***** SUPPLIED INFORMATION *****
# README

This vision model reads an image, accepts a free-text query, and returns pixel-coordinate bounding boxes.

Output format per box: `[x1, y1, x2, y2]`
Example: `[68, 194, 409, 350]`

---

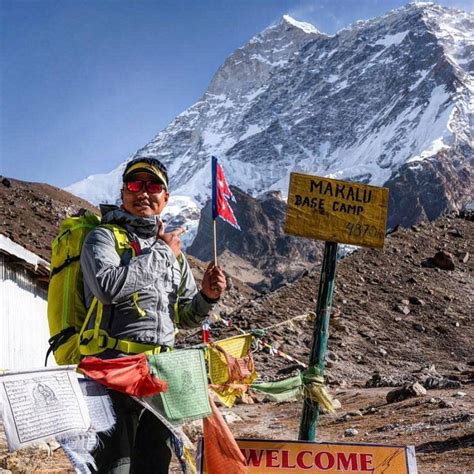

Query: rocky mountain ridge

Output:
[68, 3, 474, 232]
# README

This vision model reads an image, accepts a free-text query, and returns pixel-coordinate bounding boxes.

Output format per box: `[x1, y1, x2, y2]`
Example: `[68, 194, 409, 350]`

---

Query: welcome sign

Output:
[199, 439, 417, 474]
[285, 173, 388, 248]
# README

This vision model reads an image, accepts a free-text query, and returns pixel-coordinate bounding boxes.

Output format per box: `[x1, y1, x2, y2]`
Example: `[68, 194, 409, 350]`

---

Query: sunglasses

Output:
[125, 179, 165, 194]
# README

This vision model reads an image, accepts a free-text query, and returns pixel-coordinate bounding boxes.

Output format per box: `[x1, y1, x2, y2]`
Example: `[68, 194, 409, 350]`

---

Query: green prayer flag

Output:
[146, 349, 211, 422]
[251, 373, 303, 402]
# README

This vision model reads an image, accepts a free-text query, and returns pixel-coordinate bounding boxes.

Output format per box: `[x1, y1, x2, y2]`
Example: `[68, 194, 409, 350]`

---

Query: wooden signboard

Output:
[198, 439, 417, 474]
[285, 173, 388, 248]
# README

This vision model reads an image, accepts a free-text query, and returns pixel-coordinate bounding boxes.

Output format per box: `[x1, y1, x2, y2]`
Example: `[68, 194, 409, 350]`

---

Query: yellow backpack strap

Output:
[101, 224, 131, 256]
[173, 254, 183, 325]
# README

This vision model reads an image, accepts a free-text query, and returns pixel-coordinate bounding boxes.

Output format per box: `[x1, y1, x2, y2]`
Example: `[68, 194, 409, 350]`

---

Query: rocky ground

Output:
[0, 177, 474, 473]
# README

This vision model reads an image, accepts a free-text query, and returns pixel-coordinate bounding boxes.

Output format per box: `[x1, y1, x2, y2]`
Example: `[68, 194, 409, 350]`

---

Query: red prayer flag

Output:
[212, 156, 240, 230]
[78, 354, 168, 397]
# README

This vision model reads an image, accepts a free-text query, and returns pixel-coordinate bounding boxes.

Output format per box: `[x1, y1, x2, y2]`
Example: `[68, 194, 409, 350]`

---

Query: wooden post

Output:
[298, 242, 337, 441]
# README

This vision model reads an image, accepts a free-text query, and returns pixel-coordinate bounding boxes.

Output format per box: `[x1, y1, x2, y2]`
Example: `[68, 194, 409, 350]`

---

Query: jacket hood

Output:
[100, 204, 159, 239]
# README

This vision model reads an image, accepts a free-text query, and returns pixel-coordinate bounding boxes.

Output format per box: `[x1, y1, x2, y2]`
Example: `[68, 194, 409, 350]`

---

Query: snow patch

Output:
[0, 234, 49, 271]
[375, 31, 408, 48]
[283, 15, 320, 34]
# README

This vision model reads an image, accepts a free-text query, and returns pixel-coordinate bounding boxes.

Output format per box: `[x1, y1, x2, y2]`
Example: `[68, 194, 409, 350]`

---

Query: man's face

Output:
[122, 173, 170, 217]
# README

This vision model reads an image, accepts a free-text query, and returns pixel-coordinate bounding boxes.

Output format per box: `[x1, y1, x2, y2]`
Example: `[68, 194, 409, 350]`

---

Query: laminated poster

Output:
[0, 366, 90, 451]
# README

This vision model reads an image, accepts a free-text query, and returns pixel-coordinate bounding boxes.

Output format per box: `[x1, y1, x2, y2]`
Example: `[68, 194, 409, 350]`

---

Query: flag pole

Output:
[212, 219, 217, 267]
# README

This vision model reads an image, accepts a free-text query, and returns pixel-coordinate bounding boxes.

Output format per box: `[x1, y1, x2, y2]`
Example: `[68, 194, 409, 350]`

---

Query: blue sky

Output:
[0, 0, 473, 187]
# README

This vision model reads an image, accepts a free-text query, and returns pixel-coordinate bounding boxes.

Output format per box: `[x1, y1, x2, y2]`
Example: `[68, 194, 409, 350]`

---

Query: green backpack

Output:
[45, 211, 130, 366]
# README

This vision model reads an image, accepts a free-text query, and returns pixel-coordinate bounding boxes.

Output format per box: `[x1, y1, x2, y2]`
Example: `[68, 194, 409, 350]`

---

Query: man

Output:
[81, 158, 226, 474]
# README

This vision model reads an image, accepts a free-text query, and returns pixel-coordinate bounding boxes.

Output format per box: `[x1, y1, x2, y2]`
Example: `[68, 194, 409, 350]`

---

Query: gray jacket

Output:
[81, 205, 212, 347]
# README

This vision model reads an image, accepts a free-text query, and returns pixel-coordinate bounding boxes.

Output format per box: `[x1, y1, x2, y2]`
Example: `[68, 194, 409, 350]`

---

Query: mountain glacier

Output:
[66, 3, 474, 240]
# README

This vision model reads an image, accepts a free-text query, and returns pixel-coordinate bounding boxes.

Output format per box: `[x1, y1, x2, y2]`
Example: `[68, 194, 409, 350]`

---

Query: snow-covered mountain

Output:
[67, 3, 474, 237]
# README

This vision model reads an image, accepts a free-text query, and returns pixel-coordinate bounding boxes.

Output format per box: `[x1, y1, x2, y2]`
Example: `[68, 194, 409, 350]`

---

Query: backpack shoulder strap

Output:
[100, 224, 132, 255]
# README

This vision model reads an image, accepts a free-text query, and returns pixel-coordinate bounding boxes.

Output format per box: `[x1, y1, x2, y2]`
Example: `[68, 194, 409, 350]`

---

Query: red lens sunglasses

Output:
[125, 179, 165, 194]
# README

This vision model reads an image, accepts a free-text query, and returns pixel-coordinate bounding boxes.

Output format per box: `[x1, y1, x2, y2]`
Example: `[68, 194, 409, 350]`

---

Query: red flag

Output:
[78, 354, 168, 397]
[212, 156, 240, 230]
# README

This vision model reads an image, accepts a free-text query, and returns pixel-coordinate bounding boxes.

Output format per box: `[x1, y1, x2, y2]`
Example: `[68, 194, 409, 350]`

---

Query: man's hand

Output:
[201, 262, 227, 300]
[156, 222, 186, 258]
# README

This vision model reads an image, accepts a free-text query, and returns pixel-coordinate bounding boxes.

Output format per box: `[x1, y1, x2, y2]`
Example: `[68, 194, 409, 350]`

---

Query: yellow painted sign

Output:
[200, 439, 417, 474]
[285, 173, 388, 248]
*****
Output as a JSON list of strings the lines from the start of the entries through the line that contains "[68, 3, 474, 232]", one string per line, with blank lines dropped and the pictures left out.

[
  "# README",
  "This vision model reads an image, accepts a free-text query, and returns pixel-coordinate bounding boxes.",
  "Output format per box: `[x1, y1, x2, y2]`",
  "Example: `[68, 194, 409, 350]`",
  "---",
  "Query: rocky mountain ridge",
  "Output:",
  "[68, 3, 474, 232]"
]